• [Task instructions]
Copy the records from their first line through the line containing "pixel 246 1167", changing "granite base block" to "stone pedestal" and leaving everything else as it is.

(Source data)
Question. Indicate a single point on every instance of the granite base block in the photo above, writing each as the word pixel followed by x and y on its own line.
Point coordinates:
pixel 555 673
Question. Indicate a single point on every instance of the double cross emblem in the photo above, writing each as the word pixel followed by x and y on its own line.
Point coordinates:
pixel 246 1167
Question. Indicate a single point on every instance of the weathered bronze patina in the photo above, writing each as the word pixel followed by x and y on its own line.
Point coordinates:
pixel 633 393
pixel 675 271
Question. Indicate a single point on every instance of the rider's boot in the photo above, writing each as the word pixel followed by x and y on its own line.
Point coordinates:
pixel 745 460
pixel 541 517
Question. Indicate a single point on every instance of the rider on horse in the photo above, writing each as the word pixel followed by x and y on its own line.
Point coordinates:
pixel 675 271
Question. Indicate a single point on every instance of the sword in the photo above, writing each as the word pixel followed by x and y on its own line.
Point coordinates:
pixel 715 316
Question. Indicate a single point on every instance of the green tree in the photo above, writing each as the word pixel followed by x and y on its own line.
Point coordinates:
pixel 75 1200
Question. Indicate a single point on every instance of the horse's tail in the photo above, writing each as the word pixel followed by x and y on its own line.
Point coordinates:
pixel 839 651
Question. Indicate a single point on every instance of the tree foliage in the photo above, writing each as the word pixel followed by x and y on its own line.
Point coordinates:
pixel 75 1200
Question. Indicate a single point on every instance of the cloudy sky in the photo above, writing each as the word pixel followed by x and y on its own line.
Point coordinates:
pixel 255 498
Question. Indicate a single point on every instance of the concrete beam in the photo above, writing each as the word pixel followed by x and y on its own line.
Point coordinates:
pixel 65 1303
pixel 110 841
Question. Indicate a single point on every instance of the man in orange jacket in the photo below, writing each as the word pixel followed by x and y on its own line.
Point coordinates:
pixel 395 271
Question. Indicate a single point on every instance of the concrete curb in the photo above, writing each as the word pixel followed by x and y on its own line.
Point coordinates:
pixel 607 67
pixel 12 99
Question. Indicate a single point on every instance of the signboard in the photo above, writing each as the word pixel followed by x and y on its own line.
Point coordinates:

• [Task response]
Question. Indicate a single point on every instance of the stone pedestal in the photo above, writing each as the word pixel followed by x and y on its own line.
Point coordinates:
pixel 555 673
Question. Indicate a single point on every instance of the double cross emblem in the photo above, writing each as the word pixel followed by x and y on its own line.
Point coordinates:
pixel 246 1167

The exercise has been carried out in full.